Task statement -> Quote verbatim the portion of the listing that opens with the line containing "Locate one point per instance of the person in" and closes with the line containing "[(204, 25)]", including both of those lines and nothing else.

(Source records)
════

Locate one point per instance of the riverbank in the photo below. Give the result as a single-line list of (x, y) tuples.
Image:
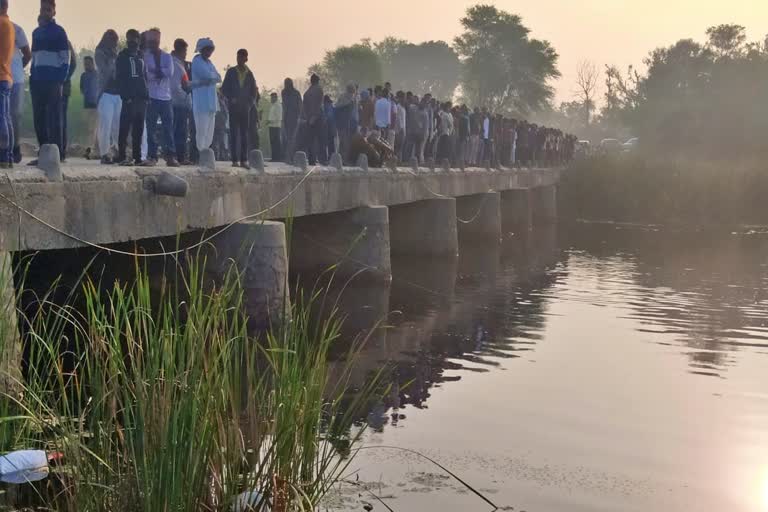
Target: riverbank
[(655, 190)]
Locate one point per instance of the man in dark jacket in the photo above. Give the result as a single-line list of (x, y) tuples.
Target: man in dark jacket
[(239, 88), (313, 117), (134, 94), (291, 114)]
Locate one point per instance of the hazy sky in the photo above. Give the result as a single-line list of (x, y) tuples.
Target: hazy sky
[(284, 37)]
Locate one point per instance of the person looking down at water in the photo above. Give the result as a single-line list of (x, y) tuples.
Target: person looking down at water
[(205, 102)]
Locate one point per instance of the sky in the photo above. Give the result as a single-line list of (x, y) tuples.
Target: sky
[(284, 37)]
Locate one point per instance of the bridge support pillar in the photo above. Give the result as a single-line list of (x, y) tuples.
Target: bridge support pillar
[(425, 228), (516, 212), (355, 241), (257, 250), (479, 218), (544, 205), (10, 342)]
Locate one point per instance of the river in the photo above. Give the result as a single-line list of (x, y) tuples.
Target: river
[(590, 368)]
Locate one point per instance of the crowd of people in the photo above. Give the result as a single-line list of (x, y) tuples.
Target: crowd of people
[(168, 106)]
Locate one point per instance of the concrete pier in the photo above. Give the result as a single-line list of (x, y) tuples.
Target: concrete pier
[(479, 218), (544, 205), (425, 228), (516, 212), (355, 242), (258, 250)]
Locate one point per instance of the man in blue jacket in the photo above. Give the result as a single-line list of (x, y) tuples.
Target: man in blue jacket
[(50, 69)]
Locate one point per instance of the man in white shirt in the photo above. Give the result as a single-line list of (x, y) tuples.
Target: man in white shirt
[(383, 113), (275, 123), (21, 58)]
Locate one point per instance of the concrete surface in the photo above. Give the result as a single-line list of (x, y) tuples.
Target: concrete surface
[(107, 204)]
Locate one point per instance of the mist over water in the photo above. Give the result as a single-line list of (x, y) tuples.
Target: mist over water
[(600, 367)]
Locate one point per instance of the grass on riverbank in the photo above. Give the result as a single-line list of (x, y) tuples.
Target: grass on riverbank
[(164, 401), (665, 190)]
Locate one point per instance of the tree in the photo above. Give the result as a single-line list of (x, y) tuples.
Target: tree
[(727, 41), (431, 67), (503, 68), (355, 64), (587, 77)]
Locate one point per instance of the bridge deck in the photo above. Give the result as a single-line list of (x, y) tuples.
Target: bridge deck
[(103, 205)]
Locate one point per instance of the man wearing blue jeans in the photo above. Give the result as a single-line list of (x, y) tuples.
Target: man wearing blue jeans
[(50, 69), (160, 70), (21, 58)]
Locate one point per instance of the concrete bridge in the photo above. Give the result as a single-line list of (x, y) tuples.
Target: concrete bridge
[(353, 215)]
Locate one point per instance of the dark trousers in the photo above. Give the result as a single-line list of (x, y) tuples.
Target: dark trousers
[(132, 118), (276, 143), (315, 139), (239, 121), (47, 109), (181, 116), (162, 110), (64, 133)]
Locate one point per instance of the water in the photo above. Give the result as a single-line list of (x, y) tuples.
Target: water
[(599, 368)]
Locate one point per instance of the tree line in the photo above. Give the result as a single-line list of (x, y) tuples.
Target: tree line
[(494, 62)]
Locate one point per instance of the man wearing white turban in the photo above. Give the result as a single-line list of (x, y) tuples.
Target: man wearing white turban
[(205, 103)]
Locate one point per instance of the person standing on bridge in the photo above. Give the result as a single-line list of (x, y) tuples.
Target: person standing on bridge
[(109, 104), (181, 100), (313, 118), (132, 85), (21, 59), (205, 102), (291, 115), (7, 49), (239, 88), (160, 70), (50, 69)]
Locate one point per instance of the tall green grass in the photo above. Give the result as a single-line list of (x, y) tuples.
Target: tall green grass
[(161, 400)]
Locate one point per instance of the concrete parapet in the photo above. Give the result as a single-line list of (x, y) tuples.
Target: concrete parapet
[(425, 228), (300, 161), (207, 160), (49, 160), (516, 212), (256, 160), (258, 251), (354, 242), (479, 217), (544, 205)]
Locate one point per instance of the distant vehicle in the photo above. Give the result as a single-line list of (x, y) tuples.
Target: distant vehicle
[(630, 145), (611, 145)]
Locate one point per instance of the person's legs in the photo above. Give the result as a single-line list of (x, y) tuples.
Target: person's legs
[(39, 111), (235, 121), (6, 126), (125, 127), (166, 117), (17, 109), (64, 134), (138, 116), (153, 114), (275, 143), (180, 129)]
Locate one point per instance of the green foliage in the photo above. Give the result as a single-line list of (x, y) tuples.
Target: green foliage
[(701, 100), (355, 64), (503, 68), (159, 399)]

════

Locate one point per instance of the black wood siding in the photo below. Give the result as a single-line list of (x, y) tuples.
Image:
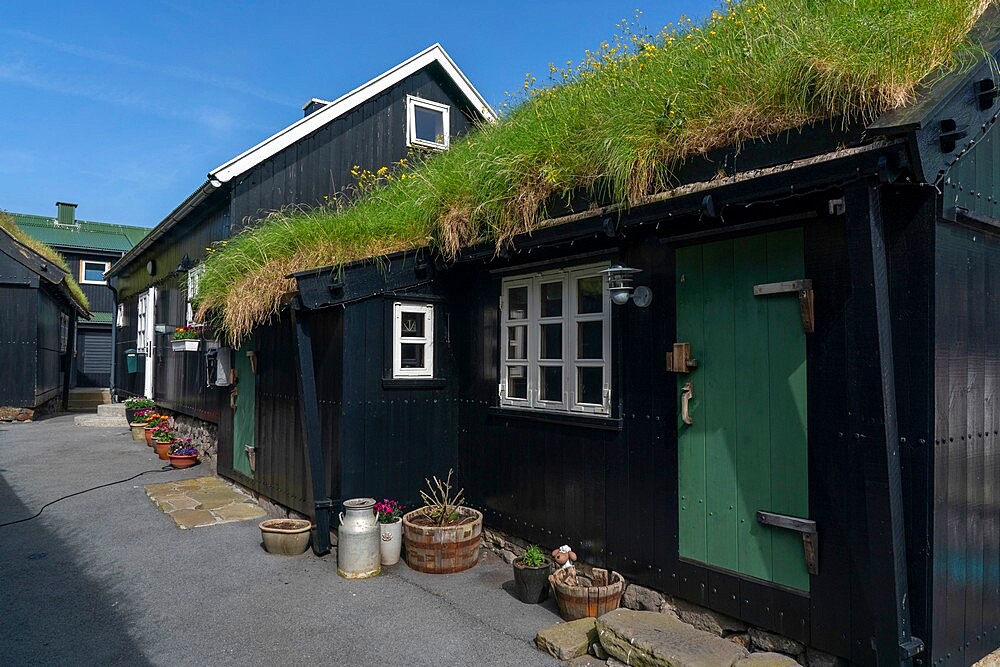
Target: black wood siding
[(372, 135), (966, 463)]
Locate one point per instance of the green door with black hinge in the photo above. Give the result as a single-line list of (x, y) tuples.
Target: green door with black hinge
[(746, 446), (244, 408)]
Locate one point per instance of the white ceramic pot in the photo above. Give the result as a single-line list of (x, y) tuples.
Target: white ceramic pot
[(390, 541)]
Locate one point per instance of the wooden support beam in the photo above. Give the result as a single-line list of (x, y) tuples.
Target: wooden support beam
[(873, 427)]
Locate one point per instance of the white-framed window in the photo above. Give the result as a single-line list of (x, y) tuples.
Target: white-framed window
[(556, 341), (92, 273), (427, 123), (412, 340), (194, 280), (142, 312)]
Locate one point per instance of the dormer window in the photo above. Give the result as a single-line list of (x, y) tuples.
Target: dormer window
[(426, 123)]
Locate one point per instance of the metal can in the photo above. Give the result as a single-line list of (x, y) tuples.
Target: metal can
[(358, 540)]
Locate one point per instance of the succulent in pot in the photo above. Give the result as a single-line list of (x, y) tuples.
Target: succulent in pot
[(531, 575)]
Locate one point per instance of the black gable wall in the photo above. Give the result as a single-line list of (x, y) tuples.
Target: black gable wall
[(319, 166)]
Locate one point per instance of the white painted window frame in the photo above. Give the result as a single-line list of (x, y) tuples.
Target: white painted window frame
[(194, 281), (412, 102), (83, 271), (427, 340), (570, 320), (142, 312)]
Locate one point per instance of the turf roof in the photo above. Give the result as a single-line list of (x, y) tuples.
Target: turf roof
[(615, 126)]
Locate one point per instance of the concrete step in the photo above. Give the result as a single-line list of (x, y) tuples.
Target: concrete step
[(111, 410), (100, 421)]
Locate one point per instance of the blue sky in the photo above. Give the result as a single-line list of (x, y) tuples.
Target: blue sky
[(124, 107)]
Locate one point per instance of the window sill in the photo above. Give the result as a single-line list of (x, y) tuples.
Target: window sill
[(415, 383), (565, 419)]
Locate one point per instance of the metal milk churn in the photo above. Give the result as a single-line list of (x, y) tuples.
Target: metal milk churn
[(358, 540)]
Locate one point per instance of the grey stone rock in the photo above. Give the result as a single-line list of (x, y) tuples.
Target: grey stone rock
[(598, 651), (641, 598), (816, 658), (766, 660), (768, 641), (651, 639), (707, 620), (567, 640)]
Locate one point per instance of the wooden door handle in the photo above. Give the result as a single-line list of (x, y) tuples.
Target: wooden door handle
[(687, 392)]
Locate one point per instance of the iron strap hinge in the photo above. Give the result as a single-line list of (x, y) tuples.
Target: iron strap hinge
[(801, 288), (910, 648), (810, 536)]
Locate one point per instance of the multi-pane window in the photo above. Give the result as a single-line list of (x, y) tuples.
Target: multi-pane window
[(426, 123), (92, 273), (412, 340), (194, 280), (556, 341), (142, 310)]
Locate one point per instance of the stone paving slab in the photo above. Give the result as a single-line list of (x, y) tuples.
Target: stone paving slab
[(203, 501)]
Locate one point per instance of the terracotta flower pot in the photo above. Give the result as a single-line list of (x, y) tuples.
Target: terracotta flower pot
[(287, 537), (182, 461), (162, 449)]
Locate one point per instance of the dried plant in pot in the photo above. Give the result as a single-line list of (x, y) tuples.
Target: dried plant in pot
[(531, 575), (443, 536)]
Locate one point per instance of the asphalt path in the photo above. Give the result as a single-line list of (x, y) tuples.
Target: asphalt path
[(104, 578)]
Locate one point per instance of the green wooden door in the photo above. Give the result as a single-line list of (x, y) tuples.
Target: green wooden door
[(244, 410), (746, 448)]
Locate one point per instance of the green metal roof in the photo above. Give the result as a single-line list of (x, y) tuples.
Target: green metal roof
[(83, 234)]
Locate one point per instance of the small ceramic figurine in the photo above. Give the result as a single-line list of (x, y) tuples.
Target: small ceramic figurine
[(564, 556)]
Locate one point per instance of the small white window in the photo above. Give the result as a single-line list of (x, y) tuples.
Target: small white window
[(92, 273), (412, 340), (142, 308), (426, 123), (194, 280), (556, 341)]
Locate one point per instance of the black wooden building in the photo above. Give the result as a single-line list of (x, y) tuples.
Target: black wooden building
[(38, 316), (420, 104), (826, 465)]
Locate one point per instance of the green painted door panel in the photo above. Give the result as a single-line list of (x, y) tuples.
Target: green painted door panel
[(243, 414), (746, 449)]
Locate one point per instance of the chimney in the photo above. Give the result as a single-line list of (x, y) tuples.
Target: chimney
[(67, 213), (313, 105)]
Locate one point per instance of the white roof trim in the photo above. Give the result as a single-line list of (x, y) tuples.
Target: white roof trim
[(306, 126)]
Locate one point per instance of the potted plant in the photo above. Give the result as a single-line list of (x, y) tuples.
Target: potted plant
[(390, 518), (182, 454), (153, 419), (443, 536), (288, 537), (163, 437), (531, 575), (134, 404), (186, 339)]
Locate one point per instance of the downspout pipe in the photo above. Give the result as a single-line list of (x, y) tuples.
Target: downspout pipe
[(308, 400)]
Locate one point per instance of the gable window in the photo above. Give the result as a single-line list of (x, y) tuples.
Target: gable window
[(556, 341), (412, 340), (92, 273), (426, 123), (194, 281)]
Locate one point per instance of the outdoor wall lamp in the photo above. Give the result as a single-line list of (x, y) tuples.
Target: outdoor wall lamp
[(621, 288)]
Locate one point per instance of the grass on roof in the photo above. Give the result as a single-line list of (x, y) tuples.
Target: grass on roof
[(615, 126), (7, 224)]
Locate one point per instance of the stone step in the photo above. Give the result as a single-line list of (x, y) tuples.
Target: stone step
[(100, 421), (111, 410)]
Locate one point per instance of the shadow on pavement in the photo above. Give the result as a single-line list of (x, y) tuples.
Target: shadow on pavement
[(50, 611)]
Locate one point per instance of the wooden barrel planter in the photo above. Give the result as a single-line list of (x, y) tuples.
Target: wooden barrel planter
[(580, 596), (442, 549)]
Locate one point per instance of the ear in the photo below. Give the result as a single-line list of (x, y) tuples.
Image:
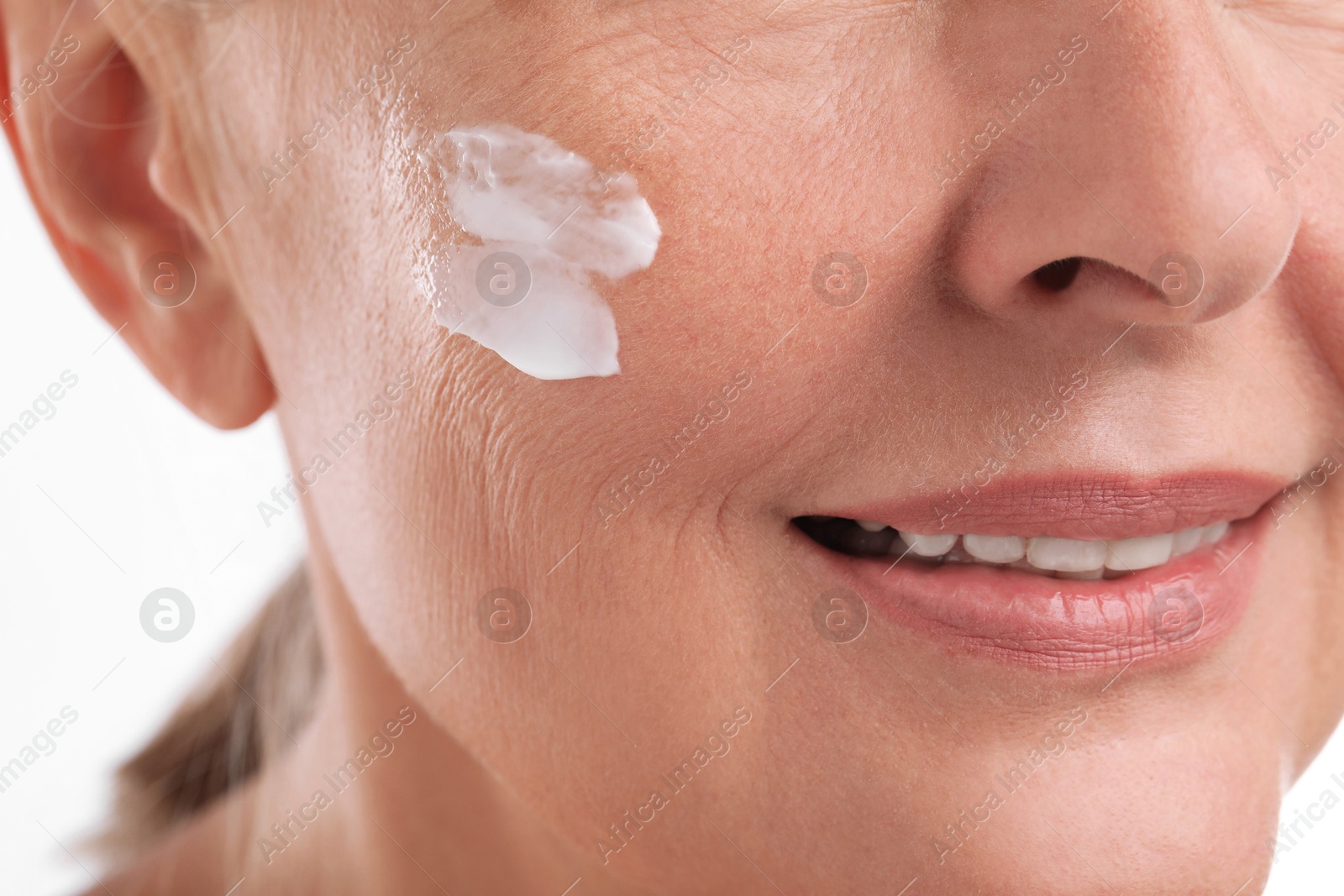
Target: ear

════

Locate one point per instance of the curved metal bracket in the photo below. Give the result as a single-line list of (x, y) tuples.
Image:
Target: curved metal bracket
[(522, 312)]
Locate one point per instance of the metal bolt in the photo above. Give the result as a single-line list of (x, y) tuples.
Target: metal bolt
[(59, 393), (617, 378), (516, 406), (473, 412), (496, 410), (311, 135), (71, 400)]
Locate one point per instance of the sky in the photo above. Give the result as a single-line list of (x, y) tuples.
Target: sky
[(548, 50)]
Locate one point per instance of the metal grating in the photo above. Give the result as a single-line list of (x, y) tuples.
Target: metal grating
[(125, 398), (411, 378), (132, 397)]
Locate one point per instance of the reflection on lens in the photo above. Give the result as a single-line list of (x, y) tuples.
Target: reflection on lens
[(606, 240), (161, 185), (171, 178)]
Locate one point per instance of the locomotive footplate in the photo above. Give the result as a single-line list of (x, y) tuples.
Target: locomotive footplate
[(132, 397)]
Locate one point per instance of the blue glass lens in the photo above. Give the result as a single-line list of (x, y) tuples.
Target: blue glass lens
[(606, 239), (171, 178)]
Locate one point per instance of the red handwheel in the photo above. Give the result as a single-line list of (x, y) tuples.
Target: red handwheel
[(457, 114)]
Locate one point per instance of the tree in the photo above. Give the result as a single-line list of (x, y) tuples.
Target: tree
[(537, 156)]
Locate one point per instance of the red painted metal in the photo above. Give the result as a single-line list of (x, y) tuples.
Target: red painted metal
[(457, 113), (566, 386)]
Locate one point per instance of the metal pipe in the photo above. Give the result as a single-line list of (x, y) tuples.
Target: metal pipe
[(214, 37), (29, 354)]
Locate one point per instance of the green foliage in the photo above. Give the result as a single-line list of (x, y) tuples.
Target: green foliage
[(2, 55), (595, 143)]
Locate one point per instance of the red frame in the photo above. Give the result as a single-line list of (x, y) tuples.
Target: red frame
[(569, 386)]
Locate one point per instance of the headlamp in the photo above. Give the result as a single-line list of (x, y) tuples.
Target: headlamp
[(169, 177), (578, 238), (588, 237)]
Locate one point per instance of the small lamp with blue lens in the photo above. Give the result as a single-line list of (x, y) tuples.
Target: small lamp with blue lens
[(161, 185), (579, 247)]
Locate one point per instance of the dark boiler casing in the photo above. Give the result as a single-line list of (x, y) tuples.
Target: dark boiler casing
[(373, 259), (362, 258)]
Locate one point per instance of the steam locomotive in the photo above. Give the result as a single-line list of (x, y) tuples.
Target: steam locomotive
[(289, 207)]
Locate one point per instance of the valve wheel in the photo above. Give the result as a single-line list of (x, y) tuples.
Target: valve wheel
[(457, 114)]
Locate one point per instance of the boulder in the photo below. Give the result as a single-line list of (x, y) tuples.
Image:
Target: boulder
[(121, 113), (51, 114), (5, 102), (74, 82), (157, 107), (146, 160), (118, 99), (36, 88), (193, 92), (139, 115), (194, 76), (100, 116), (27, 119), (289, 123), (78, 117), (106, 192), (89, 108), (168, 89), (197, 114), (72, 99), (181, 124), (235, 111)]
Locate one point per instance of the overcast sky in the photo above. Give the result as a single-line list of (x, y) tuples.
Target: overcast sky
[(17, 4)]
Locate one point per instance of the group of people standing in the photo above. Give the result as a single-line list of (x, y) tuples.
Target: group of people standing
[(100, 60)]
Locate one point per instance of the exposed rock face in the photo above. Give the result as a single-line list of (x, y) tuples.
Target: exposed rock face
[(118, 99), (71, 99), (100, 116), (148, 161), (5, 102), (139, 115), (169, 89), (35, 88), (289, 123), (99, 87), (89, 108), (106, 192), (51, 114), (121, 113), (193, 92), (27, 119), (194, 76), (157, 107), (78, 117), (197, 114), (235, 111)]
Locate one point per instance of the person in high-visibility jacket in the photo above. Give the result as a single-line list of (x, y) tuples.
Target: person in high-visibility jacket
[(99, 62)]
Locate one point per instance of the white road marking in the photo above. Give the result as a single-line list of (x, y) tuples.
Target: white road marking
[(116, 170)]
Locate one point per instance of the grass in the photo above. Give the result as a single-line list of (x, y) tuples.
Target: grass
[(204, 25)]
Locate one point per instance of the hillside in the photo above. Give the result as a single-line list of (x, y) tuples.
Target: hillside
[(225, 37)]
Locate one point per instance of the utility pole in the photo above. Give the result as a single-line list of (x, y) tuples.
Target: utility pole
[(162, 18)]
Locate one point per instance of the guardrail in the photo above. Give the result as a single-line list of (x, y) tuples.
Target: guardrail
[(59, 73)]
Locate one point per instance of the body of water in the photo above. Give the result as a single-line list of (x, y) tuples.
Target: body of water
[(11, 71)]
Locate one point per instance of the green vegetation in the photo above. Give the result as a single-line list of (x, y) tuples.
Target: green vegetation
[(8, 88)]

════

Correct result ->
Locate one point per instance of the person in high-visibility jacket in the photo above. Give the result as a single-line list of (x, y) tuples.
Target: person in high-visibility jacket
[(99, 62)]
Locate one point per instance of the white road marking in the photo above. Give the result as a single-line list of (x, y) tuples.
Target: white road marking
[(116, 170)]
Locate one point per instance of the grass in the photo above. Give the result as a single-line list of (x, y) tuples.
Target: grass
[(204, 25)]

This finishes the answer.